### THE TASK
Please copy out every line of text in the data below word for word, leaving out the pictures.

### Entries for labeling bounding boxes
▼▼▼

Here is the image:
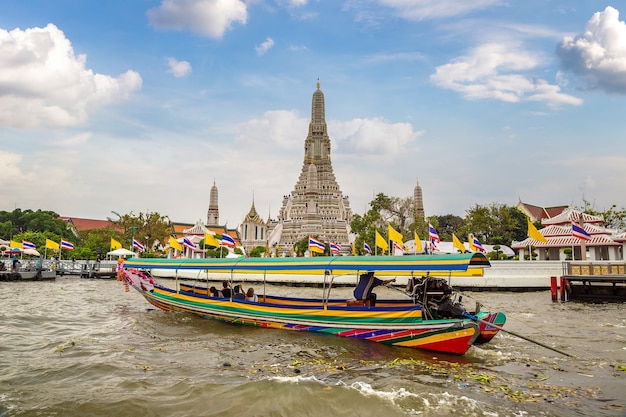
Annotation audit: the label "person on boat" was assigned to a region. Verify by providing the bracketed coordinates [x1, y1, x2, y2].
[233, 285, 246, 300]
[222, 280, 233, 298]
[209, 287, 223, 297]
[246, 287, 259, 303]
[354, 271, 396, 307]
[11, 255, 20, 272]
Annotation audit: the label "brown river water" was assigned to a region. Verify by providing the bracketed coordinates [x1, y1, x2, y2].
[0, 277, 626, 417]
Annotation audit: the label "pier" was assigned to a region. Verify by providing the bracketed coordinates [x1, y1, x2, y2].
[56, 260, 117, 279]
[552, 261, 626, 303]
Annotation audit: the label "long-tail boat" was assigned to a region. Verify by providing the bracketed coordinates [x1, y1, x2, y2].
[120, 253, 506, 355]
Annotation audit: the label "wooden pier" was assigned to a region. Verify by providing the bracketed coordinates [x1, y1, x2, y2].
[552, 262, 626, 303]
[56, 261, 117, 279]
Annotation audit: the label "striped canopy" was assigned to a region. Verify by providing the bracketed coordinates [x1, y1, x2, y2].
[124, 253, 491, 276]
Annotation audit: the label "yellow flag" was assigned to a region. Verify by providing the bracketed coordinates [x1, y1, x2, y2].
[46, 239, 59, 250]
[376, 230, 389, 250]
[204, 233, 220, 248]
[111, 238, 122, 250]
[168, 236, 183, 252]
[415, 232, 424, 253]
[452, 233, 465, 253]
[387, 224, 403, 245]
[528, 219, 548, 243]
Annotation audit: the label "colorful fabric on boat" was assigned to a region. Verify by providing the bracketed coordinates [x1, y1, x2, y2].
[354, 274, 383, 300]
[133, 239, 146, 252]
[61, 239, 74, 250]
[363, 242, 372, 253]
[309, 236, 326, 253]
[572, 222, 591, 240]
[222, 233, 235, 248]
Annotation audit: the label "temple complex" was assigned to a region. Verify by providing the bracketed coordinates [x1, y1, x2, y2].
[241, 82, 352, 256]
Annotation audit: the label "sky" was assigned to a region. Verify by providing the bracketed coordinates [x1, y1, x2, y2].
[0, 0, 626, 228]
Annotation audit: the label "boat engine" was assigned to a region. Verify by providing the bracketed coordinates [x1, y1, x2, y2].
[406, 276, 466, 319]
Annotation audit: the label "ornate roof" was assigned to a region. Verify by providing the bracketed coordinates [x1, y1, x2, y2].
[541, 207, 604, 225]
[243, 201, 263, 224]
[511, 213, 626, 249]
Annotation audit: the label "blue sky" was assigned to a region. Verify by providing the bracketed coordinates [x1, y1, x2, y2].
[0, 0, 626, 227]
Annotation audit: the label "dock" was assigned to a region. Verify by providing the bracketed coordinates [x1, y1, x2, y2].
[553, 262, 626, 303]
[56, 260, 117, 279]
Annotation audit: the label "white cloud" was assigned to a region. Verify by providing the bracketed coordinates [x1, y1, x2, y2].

▲▲▲

### TASK RESPONSE
Here is the image:
Annotation audit: the label "person on boat" was assigned to a region. Verify by providing the bracketed coordinates [x1, y1, x2, y2].
[233, 285, 246, 300]
[222, 280, 233, 298]
[209, 287, 223, 297]
[246, 287, 259, 303]
[354, 271, 396, 307]
[11, 255, 20, 272]
Annotation audit: the label "brown river water" was assigned to a region. Verify by providing the bracketed coordinates [x1, y1, x2, y2].
[0, 277, 626, 417]
Annotation audit: the label "pier" was assigned to a region. Verify by providing the bracketed coordinates [x1, y1, x2, y2].
[56, 260, 117, 279]
[552, 261, 626, 303]
Annotation audit: the label "long-tail boat" was assigned to a region. Verify by providing the bracketed coordinates [x1, y1, x2, y2].
[120, 253, 506, 355]
Annotation audit: the label "wooden pier" was assigned to a region. Verify by providing the bracketed coordinates [x1, y1, x2, y2].
[552, 262, 626, 303]
[56, 261, 117, 279]
Annotation audit: the label "striped canopy" was assigned to a region. Verify by providing the bracketed coordinates [x1, y1, x2, y2].
[124, 253, 491, 276]
Annotation audit: the label "yellow flag" was assigned to a region. Verify by providing the bracketed coordinates [x1, y1, x2, y2].
[46, 239, 59, 250]
[376, 230, 389, 250]
[204, 233, 220, 248]
[111, 238, 122, 250]
[168, 236, 183, 252]
[415, 232, 424, 253]
[452, 233, 465, 253]
[387, 224, 403, 245]
[528, 219, 548, 243]
Annotation audit: the label "colorful fabric on boat" was assigned to a region. Verify by providing the bracketed coordinates [x1, y1, x2, y2].
[354, 274, 383, 300]
[133, 239, 146, 252]
[61, 239, 74, 250]
[363, 242, 372, 253]
[309, 236, 326, 253]
[572, 222, 591, 240]
[222, 233, 235, 248]
Annotation audit: the label "temple complex" was assigned to a region. Verify by providing the bracketed coordinates [x1, y1, x2, y2].
[241, 82, 352, 256]
Annotation audit: the label "sky" was assigned to a region. Verify by providing the bracketed coordinates [x1, y1, x2, y2].
[0, 0, 626, 228]
Annotation audit: the label "boat engine" was assigned to a region. Verify by providing the bracketed coordinates [x1, y1, x2, y2].
[406, 276, 466, 319]
Annotation audit: the label "ornate roof" was assigned to a region. Verify by providing the bracketed coordinates [x1, y1, x2, y2].
[541, 207, 604, 225]
[243, 201, 263, 224]
[511, 213, 626, 249]
Annotation audit: the label "blue sky" was assigned to a region. Verify by providing the bracketed coordinates [x1, y1, x2, y2].
[0, 0, 626, 227]
Annotation audit: the label "dock" was assigned to a region. Verify by providing the bracketed coordinates [x1, y1, x2, y2].
[553, 262, 626, 303]
[56, 260, 117, 279]
Annotation audit: the label "white cloud" was assigned to a region. Verify by providing the bracketed coordinates [x1, y1, x2, y2].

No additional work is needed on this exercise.